Objectif 1: Relevez les expressions commentées en tête de chaque paragraphe de l'extrait sur la prière de Daniel.

Selon toutes les justices. Le sens parait être celui-ci : Tu as justement puni nos péchés qui ont attiré sur les lieux saints de tels châtiments, mais ne sois pas injuste envers ces lieux saints et ton peuple eux-mêmes, ces objets de ton élection ; individuellement les membres de ton peuple ont besoin de grâce, car ils se sont révoltés, mais il en est autrement de ton sanctuaire et de ton peuple. Par une sainte habileté, Daniel met ainsi la justice de Dieu de son côté.
Et maintenant : Redoublement d’instance dans la prière.
Pour l’amour du Seigneur : de Toi-même qui es ici en cause.
Nous déposons. Daniel a commencé par s’humilier au nom de tout le peuple ; il en agit de même maintenant quant à la supplication.
À cause de tes grandes compassions. La liberté que peut prendre Daniel de faire appel à la justice de Dieu est elle-même un acte de compassion de la part de Dieu.
C’est ton nom que portent : comme une femme abandonnée de son époux ou un enfant de son père, mais qui portent toujours encore son nom. La prière aboutit à une série de cris adressés à la fidélité de Dieu.

Lignes:
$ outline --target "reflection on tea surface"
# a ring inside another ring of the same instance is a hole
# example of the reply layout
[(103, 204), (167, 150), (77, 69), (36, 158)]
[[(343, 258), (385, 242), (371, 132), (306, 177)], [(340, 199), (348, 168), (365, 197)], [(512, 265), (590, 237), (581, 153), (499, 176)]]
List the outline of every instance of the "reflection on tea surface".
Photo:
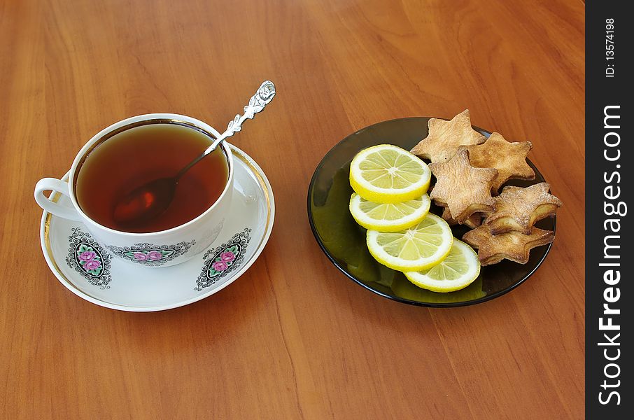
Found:
[(176, 124), (149, 124), (113, 136), (92, 150), (79, 169), (75, 192), (81, 209), (104, 226), (136, 233), (165, 230), (195, 218), (216, 202), (227, 184), (229, 169), (220, 148), (181, 178), (174, 200), (162, 215), (122, 225), (114, 220), (113, 211), (135, 188), (174, 176), (212, 141)]

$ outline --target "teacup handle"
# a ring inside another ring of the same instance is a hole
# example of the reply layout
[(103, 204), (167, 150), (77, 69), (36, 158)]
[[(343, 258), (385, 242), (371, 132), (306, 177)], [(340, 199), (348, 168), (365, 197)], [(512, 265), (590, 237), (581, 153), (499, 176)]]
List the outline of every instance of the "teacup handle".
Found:
[[(74, 207), (64, 206), (48, 200), (43, 194), (44, 191), (48, 190), (59, 191), (70, 198), (69, 183), (55, 178), (43, 178), (39, 180), (35, 184), (35, 201), (40, 207), (55, 216), (71, 220), (81, 220), (81, 217)], [(52, 195), (51, 197), (52, 197)]]

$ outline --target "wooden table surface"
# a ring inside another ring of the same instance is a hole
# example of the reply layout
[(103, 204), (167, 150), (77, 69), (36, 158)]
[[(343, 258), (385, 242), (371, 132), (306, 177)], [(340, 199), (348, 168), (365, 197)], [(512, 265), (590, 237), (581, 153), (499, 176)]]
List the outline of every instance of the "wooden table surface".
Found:
[[(0, 418), (582, 418), (584, 25), (579, 0), (0, 0)], [(266, 78), (275, 100), (233, 140), (275, 194), (250, 270), (162, 312), (63, 287), (37, 180), (133, 115), (223, 127)], [(367, 125), (465, 108), (530, 140), (564, 203), (544, 265), (449, 309), (347, 279), (309, 225), (318, 162)]]

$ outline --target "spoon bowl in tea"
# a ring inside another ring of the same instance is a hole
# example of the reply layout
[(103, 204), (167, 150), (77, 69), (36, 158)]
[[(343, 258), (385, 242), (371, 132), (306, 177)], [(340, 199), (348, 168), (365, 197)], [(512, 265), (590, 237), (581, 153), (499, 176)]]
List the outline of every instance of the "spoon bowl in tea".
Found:
[(121, 225), (136, 224), (140, 221), (147, 222), (162, 214), (174, 200), (178, 180), (190, 168), (215, 150), (218, 146), (234, 133), (242, 129), (242, 123), (247, 119), (253, 119), (260, 112), (275, 96), (275, 85), (266, 80), (260, 85), (258, 92), (249, 99), (248, 105), (244, 107), (242, 115), (237, 115), (229, 122), (227, 130), (214, 140), (205, 150), (190, 162), (174, 176), (159, 178), (136, 187), (123, 196), (113, 209), (114, 220)]

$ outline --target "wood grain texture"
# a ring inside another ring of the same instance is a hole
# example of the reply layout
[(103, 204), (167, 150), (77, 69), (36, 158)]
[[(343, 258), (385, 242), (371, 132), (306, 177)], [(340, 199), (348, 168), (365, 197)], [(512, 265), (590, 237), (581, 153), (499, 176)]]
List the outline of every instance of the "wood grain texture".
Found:
[[(584, 25), (573, 0), (0, 0), (0, 418), (582, 418)], [(36, 181), (127, 116), (223, 126), (265, 78), (275, 101), (233, 140), (276, 203), (246, 274), (148, 314), (60, 285)], [(368, 125), (465, 108), (533, 142), (564, 203), (545, 263), (451, 309), (347, 280), (307, 221), (319, 160)]]

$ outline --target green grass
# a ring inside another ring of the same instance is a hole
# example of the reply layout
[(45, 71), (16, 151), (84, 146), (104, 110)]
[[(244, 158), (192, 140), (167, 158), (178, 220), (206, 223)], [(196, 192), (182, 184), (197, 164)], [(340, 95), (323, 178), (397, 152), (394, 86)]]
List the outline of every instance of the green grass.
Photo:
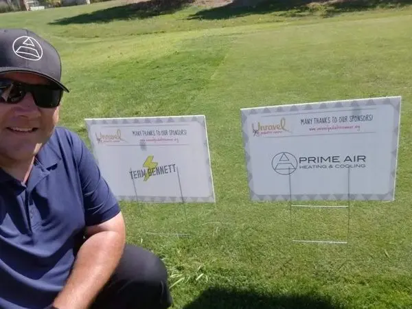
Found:
[[(187, 205), (186, 220), (180, 205), (122, 203), (128, 240), (168, 267), (174, 308), (412, 308), (412, 8), (58, 23), (117, 4), (3, 14), (0, 25), (58, 47), (71, 91), (61, 124), (86, 141), (85, 117), (206, 115), (216, 204)], [(287, 205), (250, 202), (239, 109), (383, 95), (402, 96), (396, 201), (354, 203), (348, 247), (291, 242), (345, 237), (347, 214), (294, 212), (290, 227)]]

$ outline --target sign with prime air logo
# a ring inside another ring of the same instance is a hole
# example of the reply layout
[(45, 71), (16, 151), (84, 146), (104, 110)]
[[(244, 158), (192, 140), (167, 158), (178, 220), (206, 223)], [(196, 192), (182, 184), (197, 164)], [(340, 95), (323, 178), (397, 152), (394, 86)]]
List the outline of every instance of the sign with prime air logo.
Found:
[(215, 202), (204, 115), (85, 122), (99, 168), (119, 200)]
[(241, 109), (252, 201), (393, 201), (401, 97)]

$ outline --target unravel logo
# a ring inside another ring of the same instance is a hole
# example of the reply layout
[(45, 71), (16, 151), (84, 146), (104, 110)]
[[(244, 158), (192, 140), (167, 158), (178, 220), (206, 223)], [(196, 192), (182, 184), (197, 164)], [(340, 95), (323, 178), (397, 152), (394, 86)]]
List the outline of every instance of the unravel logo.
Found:
[(122, 138), (122, 130), (117, 129), (115, 133), (111, 134), (102, 134), (101, 132), (100, 135), (95, 133), (98, 144), (104, 143), (118, 143), (119, 141), (126, 141)]

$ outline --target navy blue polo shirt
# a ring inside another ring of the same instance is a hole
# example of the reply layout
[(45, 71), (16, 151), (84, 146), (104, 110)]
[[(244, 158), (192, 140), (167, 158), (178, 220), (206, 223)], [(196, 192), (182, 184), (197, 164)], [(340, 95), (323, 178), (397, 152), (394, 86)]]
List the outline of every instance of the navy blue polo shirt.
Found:
[(41, 148), (25, 185), (0, 168), (0, 308), (49, 306), (84, 228), (119, 211), (93, 154), (64, 128)]

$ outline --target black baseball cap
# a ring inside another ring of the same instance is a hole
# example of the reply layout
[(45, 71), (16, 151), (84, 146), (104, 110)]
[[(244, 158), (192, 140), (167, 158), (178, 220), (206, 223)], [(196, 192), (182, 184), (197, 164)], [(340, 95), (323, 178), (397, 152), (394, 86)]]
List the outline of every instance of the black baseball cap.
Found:
[(60, 55), (49, 42), (26, 29), (0, 28), (0, 74), (32, 73), (69, 92), (60, 82)]

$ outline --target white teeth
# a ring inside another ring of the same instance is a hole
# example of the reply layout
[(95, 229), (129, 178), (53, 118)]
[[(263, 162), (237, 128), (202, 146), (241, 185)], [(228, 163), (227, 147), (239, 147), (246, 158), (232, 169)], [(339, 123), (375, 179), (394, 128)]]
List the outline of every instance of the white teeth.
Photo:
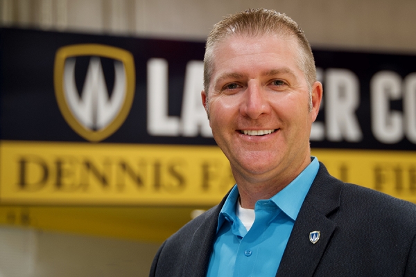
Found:
[(241, 130), (241, 133), (244, 134), (248, 134), (249, 136), (263, 136), (265, 134), (269, 134), (274, 132), (275, 129), (268, 129), (268, 130)]

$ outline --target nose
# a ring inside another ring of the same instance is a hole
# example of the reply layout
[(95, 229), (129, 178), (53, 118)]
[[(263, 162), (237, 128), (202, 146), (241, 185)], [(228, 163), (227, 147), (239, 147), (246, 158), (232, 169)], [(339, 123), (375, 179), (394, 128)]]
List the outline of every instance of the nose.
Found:
[(243, 96), (240, 113), (244, 116), (257, 119), (263, 114), (270, 112), (270, 105), (266, 91), (257, 82), (249, 82)]

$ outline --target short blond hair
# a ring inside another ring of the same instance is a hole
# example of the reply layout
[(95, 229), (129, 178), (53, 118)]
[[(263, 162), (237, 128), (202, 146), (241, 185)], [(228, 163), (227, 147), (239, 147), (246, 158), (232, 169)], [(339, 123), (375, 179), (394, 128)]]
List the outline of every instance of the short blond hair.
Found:
[[(311, 45), (304, 33), (297, 24), (285, 14), (274, 10), (261, 8), (231, 15), (214, 26), (207, 39), (204, 56), (204, 90), (207, 98), (214, 70), (216, 47), (219, 42), (236, 35), (251, 37), (280, 35), (294, 37), (295, 41), (297, 42), (295, 46), (298, 53), (296, 62), (305, 75), (309, 93), (311, 93), (312, 85), (316, 81), (316, 68)], [(311, 108), (311, 99), (309, 102)]]

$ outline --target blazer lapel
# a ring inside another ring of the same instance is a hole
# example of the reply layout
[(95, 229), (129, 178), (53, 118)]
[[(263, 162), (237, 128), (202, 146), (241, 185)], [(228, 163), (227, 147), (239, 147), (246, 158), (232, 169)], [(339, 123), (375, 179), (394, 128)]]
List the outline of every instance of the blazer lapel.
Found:
[[(320, 164), (293, 226), (277, 277), (313, 276), (336, 229), (328, 215), (339, 207), (342, 184)], [(320, 237), (313, 244), (309, 234), (315, 231)]]
[(205, 277), (211, 252), (216, 237), (218, 215), (224, 205), (228, 193), (223, 201), (214, 208), (206, 212), (206, 218), (202, 222), (199, 228), (191, 238), (190, 247), (186, 259), (182, 276)]

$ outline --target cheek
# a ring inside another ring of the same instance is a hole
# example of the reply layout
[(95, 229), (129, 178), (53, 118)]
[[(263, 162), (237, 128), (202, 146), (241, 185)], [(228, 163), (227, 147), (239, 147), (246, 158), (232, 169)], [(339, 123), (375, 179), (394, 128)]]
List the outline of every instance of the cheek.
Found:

Objectif 2: Recopiez les lignes en commençant par celle qui contient "--target black baseball cap" et en terminant par celle qui contient "92), (60, 82)]", les deux incluses. Multipliez par 0,2 chaque coordonnée figurant dans les réponses, arrondissez à l'entier le plus proche en arrondissant les demis vers le haut, et laissez tout le reste inchangé.

Résultat obtenu 1:
Selon toutes les justices
Et maintenant
Pour l’amour du Seigneur
Nous déposons
À cause de tes grandes compassions
C’est ton nom que portent

Résultat obtenu 2:
$ outline --target black baseball cap
# a ring inside another ring of the same instance is a hole
# example of the reply layout
[(45, 71), (16, 151), (84, 146), (104, 110)]
[[(244, 158), (192, 140), (167, 158), (178, 220), (206, 223)], [(196, 192), (182, 184), (197, 164)], [(340, 95), (323, 178), (397, 152), (394, 86)]]
List the outline of every instance of the black baseball cap.
Found:
[(12, 11), (10, 8), (5, 6), (0, 6), (0, 15), (6, 15), (14, 18), (12, 16)]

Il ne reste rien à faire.